- INSTRUCTIONS FOR THE TASK
Find each line in the data below that contains the string "negative" and copy those lines out in full. Matching is case-sensitive.

Stored records
»»
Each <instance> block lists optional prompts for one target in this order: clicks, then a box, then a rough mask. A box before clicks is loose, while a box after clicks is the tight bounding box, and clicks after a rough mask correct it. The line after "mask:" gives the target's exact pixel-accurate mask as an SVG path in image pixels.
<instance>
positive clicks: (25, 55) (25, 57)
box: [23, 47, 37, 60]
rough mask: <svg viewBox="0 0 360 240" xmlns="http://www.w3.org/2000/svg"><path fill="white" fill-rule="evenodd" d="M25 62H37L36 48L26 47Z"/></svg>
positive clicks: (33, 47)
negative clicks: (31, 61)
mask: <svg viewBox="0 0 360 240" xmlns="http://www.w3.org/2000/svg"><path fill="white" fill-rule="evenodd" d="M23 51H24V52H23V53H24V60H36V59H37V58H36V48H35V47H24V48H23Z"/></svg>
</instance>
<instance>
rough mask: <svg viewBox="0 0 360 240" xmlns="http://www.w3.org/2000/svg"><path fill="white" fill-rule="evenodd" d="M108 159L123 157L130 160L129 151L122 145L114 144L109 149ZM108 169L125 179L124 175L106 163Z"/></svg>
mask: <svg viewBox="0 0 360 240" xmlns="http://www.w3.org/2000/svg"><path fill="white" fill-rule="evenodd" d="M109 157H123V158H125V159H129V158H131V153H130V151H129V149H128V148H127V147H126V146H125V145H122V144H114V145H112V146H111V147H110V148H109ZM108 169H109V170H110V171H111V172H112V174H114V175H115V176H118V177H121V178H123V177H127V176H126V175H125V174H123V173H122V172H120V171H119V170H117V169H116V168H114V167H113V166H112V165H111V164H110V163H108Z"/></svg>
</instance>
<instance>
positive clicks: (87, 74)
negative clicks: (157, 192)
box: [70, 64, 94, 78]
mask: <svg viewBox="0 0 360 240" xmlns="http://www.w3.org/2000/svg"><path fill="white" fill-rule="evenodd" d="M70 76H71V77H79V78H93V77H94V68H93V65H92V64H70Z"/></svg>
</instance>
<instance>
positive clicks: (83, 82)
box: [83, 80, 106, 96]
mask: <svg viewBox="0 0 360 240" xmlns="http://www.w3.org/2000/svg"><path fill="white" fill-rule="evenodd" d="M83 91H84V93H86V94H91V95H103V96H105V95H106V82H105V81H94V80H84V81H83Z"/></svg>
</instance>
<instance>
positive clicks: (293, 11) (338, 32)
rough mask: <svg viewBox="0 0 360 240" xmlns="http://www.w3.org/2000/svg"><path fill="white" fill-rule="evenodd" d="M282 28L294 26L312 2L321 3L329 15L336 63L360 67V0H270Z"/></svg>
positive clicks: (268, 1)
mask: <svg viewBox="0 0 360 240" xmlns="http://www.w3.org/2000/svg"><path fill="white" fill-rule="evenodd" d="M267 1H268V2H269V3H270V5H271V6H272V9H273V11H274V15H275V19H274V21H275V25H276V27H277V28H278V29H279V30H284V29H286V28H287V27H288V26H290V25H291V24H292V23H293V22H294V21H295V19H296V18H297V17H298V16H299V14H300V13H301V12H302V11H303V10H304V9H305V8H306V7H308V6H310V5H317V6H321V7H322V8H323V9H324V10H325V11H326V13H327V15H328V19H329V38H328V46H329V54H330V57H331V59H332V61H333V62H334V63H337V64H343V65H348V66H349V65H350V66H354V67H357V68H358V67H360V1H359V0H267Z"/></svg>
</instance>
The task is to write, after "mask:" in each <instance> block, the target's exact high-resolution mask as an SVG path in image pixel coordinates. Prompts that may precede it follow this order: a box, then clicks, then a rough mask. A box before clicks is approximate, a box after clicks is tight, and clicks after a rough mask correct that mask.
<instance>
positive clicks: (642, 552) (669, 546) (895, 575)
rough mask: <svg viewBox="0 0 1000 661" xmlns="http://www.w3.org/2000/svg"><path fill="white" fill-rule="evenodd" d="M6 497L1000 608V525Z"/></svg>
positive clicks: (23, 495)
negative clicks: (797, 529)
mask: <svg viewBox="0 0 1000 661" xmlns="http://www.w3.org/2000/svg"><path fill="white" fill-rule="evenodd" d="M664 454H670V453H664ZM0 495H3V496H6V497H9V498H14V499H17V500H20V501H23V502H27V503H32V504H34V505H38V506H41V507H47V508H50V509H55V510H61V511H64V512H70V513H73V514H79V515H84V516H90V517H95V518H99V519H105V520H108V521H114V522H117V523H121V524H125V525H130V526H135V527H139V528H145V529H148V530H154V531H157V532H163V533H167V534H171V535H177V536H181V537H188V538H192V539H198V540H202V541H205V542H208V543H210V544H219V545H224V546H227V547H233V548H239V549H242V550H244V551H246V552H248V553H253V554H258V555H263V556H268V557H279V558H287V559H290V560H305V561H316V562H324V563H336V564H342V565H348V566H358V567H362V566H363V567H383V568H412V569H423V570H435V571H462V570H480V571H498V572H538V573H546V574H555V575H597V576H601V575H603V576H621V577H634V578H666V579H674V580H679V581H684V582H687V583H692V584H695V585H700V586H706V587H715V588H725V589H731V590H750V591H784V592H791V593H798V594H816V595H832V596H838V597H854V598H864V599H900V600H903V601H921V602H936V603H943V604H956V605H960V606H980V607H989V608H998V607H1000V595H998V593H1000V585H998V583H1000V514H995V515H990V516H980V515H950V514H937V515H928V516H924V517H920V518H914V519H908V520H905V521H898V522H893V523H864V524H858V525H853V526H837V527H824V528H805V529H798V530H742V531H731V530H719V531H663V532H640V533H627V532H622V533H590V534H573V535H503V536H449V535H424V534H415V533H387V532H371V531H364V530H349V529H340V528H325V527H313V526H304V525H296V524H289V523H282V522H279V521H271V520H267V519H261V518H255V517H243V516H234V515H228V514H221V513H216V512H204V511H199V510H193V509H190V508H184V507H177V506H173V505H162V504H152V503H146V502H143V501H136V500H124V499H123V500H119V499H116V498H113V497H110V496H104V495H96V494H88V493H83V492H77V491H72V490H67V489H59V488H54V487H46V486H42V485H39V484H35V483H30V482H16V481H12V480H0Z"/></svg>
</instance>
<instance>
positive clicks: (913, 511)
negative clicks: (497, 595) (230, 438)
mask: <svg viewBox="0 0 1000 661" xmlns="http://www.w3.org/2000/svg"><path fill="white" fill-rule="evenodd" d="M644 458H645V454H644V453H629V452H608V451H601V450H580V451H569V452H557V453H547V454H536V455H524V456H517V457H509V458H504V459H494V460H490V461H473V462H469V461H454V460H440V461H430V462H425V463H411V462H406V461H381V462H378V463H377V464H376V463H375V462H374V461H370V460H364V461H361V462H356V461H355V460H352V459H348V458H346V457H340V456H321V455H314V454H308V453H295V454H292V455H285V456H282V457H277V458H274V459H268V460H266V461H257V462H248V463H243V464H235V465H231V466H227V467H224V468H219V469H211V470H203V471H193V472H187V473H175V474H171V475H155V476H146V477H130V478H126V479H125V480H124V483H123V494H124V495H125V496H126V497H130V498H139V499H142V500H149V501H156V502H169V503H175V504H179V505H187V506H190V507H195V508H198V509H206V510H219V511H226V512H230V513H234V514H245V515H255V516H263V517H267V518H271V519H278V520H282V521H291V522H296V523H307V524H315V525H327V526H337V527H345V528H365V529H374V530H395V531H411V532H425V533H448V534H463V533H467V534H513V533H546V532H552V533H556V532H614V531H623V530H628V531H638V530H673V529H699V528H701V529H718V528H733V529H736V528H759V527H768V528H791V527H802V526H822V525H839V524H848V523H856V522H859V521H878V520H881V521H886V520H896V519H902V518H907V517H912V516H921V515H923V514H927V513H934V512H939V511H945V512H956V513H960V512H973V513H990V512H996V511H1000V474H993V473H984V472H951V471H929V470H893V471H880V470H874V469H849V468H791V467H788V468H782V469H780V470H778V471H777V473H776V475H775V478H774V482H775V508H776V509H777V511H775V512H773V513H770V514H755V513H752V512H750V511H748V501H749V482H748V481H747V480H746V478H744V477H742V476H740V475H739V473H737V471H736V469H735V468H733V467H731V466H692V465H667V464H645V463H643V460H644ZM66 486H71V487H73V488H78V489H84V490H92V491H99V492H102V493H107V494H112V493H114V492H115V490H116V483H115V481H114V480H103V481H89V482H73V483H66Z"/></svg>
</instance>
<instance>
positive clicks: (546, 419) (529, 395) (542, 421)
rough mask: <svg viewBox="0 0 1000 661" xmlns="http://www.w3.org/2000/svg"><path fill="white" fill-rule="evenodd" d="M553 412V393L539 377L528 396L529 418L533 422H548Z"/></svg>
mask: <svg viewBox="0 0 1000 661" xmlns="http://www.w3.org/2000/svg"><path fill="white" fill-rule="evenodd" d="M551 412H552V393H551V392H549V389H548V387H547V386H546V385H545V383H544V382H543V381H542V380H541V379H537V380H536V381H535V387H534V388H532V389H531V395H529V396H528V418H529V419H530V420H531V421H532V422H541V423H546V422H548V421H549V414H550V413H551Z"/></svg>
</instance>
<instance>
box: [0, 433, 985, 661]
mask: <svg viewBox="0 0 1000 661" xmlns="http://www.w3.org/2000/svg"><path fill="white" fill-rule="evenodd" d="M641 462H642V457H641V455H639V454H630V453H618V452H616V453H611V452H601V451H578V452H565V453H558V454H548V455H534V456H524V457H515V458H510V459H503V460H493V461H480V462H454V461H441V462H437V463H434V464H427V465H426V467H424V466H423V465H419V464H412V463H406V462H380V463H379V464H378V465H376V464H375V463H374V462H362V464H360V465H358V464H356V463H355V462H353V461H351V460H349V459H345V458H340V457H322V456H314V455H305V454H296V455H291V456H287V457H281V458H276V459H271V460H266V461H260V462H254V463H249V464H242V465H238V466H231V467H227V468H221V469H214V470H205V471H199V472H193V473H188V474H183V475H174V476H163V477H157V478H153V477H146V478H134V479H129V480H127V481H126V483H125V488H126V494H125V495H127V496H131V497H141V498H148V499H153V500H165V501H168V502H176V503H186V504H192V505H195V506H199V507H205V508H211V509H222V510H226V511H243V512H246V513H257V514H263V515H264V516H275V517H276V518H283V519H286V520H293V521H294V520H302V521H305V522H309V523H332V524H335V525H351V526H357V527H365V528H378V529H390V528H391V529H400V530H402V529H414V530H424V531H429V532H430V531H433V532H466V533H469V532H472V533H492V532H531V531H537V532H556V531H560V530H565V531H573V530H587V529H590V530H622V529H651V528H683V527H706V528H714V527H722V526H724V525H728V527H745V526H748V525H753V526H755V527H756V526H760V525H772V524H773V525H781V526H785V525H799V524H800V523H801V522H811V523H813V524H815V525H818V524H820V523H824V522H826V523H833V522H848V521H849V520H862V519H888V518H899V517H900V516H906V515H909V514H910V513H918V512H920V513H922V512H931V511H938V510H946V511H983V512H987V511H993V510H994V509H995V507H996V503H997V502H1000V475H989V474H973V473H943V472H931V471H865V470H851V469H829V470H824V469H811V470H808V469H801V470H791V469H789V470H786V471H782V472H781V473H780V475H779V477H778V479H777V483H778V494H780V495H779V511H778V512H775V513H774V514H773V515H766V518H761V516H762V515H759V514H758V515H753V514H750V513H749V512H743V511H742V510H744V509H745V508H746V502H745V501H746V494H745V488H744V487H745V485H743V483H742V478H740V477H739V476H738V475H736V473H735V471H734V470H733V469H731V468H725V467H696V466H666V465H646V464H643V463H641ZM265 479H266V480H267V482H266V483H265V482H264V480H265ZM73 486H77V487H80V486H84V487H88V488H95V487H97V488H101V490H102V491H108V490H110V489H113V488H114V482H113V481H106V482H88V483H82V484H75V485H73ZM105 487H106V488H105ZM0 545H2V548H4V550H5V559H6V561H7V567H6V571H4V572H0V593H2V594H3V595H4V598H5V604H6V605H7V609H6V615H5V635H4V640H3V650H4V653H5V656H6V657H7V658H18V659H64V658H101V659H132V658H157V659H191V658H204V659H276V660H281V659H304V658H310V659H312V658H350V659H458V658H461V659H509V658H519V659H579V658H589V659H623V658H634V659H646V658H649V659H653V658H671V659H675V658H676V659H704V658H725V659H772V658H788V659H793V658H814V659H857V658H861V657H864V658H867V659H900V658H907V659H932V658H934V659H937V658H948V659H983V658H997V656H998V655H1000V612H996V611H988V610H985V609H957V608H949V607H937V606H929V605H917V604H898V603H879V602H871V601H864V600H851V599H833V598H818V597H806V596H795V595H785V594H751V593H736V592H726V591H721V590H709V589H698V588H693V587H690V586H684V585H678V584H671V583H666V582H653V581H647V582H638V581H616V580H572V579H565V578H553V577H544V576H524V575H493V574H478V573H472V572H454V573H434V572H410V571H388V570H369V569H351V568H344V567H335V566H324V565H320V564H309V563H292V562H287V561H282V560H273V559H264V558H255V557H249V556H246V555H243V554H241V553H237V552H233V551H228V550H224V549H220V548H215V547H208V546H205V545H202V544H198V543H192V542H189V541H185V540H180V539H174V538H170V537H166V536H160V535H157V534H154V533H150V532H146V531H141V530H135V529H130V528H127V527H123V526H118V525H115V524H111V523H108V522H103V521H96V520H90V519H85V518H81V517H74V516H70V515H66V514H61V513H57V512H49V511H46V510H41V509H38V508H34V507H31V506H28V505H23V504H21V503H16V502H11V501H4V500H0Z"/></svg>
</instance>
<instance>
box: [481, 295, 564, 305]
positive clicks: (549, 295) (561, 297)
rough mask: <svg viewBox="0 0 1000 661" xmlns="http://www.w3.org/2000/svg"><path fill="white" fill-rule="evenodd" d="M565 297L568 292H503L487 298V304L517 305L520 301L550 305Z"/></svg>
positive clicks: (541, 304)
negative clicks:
««
- RESPONSE TO THIS TASK
negative clicks: (31, 61)
negative clicks: (157, 192)
negative clicks: (797, 529)
negative clicks: (497, 595) (230, 438)
negative clicks:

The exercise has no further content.